▸ Information
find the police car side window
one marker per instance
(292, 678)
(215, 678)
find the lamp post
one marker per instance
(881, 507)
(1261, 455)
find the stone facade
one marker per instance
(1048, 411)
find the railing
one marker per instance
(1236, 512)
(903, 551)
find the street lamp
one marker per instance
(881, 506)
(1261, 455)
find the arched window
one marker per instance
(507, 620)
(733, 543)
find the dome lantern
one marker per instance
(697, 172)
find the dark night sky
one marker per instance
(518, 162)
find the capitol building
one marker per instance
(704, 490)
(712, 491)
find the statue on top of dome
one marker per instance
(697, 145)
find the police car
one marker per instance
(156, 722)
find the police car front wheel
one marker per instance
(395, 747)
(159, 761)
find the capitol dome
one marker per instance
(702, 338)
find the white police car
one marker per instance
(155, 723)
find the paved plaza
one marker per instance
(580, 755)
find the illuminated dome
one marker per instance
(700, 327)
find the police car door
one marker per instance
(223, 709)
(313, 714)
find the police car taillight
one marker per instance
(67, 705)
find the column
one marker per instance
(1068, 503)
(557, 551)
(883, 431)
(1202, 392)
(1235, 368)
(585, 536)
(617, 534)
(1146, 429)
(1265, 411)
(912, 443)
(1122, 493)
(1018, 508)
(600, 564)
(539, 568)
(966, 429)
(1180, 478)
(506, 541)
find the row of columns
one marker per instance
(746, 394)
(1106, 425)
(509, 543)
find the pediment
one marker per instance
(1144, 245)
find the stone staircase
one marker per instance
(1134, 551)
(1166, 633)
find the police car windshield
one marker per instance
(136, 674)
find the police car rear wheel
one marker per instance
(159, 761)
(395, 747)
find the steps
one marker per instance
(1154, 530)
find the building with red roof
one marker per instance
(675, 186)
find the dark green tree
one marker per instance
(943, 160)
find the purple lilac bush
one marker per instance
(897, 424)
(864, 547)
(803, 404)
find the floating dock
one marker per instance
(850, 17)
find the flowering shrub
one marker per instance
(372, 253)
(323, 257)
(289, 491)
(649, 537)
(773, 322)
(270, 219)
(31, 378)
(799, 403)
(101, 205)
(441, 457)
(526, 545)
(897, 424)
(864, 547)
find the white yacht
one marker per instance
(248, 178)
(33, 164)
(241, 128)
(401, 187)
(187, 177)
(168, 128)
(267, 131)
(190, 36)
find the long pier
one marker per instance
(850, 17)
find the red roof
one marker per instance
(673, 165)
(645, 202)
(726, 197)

▸ Task directions
Your task is to retype all the records above with nothing left out.

▸ Written solution
find the police car side window
one marker per instance
(292, 678)
(215, 678)
find the lamp post
one marker per instance
(881, 507)
(1261, 455)
find the stone facade
one marker per instance
(1048, 411)
find the railing
one marker per instance
(1236, 512)
(903, 551)
find the street lamp
one marker per instance
(881, 506)
(1261, 455)
find the arched window
one marker per instance
(507, 620)
(733, 543)
find the dome lantern
one marker per instance
(697, 172)
find the dark night sky
one marker per instance
(518, 162)
find the capitol building
one marker per instance
(704, 490)
(712, 491)
find the statue on top of dome
one marker per instance
(697, 145)
find the police car
one marker per instance
(156, 722)
find the police car front wheel
one marker per instance
(395, 747)
(159, 761)
find the capitol dome
one marker per instance
(702, 338)
find the white police car
one marker per instance
(155, 723)
find the paved plaza
one marker per instance
(580, 755)
find the illuminated dome
one marker per instance
(700, 327)
find the police car door
one marker per instance
(223, 709)
(313, 714)
find the police car taillight
one marker per instance
(67, 705)
find the column
one marker per instance
(1068, 503)
(557, 551)
(883, 431)
(1202, 392)
(1235, 368)
(585, 536)
(617, 534)
(1146, 429)
(1265, 411)
(912, 443)
(1122, 493)
(1018, 508)
(600, 564)
(539, 568)
(966, 429)
(1180, 478)
(506, 541)
find the row of columns
one marker per instance
(746, 394)
(1106, 425)
(509, 543)
find the pediment
one marker per instance
(1144, 245)
find the stone staircase
one marker per instance
(1134, 551)
(1166, 633)
find the police car windshield
one marker per instance
(136, 674)
find the police car rear wheel
one marker per instance
(159, 761)
(395, 747)
find the steps
one marker per instance
(1154, 530)
find the building with red roof
one marker per instance
(675, 186)
find the dark green tree
one marker per instance
(943, 160)
find the purple lilac bush
one marker per instance
(897, 424)
(864, 547)
(803, 404)
find the floating dock
one marker per instance
(850, 17)
find the flowering shrub
one marker per instance
(372, 253)
(323, 257)
(289, 491)
(649, 537)
(773, 322)
(270, 219)
(31, 378)
(799, 403)
(101, 205)
(441, 457)
(526, 545)
(897, 424)
(864, 547)
find the white yacht
one marker per instance
(248, 178)
(33, 164)
(241, 128)
(401, 187)
(187, 177)
(168, 128)
(267, 131)
(190, 36)
find the long pier
one marker per instance
(850, 17)
find the red roof
one marker per instance
(673, 165)
(645, 202)
(726, 197)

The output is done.